Source material:
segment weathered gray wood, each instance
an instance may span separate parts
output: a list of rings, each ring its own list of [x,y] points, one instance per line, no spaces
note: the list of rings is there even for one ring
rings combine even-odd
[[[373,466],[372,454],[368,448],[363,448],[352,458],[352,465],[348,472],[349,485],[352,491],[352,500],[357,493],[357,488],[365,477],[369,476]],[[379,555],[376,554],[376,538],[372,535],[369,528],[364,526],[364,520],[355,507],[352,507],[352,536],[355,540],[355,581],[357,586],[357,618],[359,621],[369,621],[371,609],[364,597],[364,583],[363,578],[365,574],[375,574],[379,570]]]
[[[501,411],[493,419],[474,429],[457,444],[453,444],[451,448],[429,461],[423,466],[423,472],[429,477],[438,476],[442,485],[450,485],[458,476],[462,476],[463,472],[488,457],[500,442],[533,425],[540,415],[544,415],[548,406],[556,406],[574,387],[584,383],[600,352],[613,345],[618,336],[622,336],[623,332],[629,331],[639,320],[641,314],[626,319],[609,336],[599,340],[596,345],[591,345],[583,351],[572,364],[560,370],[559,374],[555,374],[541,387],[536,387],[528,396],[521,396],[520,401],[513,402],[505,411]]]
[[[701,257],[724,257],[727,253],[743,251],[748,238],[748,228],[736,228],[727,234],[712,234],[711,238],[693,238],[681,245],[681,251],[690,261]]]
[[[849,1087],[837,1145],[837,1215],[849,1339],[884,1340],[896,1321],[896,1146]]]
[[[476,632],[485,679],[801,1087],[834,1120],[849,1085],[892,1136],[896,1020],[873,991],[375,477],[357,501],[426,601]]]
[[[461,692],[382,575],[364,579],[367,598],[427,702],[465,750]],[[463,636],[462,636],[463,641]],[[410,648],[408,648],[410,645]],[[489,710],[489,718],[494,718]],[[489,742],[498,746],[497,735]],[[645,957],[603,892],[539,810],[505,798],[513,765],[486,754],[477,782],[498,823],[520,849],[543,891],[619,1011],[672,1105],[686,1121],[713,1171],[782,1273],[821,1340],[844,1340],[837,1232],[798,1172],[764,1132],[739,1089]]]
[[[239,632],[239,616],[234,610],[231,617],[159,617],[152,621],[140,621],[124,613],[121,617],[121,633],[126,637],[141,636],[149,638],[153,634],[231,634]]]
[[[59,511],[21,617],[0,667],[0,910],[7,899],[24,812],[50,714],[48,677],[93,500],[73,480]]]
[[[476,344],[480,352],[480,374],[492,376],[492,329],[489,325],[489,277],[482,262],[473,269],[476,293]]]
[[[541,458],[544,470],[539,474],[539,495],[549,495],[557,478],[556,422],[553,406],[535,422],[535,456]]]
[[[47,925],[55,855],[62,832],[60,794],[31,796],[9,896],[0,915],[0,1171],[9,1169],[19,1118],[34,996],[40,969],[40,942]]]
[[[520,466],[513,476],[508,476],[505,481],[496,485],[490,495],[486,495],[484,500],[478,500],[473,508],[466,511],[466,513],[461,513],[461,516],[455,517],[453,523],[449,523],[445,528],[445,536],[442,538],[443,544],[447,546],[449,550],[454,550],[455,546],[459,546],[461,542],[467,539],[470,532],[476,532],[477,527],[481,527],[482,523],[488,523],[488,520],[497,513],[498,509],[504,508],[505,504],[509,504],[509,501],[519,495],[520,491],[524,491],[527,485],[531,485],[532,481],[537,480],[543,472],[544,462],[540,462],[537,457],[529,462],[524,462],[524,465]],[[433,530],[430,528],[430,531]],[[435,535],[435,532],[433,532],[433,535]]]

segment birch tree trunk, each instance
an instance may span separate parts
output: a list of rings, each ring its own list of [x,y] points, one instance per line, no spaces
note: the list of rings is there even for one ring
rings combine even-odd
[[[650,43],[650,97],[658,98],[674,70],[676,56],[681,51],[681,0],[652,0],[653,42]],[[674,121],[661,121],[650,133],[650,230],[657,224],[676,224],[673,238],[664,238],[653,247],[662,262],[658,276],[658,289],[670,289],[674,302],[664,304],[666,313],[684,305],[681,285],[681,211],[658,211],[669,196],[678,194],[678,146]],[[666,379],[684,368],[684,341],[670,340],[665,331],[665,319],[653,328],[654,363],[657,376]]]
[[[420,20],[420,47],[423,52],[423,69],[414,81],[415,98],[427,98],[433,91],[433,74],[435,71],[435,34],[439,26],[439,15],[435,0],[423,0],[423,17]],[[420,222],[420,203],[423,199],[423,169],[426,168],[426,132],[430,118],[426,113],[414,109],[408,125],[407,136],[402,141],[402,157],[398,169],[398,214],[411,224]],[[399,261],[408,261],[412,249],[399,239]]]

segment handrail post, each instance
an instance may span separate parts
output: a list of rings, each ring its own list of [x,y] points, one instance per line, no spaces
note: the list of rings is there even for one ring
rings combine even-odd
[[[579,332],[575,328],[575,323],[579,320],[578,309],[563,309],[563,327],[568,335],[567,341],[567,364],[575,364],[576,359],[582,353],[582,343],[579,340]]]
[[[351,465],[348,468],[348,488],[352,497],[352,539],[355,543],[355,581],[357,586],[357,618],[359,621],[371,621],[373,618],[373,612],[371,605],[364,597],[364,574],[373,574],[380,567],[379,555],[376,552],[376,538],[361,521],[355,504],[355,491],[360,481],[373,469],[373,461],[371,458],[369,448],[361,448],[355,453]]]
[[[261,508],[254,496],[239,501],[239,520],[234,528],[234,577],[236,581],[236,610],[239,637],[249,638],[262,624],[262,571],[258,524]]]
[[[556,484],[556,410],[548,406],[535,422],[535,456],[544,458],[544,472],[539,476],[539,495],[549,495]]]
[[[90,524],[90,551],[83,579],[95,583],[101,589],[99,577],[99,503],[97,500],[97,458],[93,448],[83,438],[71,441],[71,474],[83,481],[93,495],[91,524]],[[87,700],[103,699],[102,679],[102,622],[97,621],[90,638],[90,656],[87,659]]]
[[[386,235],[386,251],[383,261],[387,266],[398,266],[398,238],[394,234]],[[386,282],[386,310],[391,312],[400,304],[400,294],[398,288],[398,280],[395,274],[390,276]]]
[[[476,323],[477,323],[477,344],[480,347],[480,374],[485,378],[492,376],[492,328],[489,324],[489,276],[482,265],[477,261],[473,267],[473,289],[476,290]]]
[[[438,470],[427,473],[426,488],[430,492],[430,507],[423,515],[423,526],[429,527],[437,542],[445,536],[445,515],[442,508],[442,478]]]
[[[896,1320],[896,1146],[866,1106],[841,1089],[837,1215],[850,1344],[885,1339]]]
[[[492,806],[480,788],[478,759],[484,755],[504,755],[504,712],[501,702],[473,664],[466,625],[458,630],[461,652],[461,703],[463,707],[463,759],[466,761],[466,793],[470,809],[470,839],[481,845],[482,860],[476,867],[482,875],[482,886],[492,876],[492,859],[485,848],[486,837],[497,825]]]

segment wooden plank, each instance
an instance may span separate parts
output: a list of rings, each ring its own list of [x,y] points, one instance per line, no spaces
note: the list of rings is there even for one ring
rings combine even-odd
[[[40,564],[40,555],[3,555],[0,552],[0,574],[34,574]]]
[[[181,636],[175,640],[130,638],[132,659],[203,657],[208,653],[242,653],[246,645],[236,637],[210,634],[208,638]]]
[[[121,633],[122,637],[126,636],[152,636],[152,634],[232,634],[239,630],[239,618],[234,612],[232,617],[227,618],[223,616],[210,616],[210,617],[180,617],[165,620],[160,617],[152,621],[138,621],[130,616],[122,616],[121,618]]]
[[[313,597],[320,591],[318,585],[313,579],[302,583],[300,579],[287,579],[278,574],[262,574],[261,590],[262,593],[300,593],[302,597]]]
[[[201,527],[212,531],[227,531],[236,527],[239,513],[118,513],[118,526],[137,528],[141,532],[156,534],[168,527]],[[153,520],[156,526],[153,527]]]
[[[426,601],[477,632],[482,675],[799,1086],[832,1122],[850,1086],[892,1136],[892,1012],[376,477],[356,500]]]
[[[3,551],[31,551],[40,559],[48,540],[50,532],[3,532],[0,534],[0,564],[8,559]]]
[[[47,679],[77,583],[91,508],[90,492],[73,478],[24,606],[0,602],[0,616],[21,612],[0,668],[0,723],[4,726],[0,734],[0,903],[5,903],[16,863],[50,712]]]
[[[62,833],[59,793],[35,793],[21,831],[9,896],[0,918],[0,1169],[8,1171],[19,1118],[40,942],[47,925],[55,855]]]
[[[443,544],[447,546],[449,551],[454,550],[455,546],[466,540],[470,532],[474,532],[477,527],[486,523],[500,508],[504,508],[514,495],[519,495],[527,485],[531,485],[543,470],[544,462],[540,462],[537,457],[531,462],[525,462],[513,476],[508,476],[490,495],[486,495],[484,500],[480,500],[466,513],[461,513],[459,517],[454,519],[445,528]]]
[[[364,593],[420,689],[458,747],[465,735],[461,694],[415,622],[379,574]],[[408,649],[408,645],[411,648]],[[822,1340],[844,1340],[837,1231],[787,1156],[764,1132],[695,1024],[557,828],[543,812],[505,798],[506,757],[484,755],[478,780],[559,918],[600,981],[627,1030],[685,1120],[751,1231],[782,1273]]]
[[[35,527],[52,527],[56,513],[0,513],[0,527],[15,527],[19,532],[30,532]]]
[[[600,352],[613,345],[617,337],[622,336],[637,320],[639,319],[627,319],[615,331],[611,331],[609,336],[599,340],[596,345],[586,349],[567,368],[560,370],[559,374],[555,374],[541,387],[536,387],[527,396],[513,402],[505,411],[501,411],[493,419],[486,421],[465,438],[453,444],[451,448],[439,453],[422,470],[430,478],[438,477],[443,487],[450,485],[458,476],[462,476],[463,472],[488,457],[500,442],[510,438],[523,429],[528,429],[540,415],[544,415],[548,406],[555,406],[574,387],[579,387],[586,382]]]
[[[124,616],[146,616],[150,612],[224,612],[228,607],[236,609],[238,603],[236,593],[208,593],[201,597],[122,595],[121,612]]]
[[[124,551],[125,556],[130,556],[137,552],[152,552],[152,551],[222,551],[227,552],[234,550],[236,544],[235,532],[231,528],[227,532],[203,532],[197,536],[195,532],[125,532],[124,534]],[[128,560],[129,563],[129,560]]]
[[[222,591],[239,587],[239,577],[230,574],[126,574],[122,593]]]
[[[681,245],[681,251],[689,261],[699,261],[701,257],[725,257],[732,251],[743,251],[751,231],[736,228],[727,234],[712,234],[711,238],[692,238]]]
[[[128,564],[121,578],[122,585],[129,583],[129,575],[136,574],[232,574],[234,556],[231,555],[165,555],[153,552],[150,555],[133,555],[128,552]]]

Task statement:
Return every line above that contains the string "segment", matching case exactly.

Full response:
segment weathered gray wood, each instance
segment birch tree trunk, each instance
segment handrail post, each instance
segment wooden plank, each instance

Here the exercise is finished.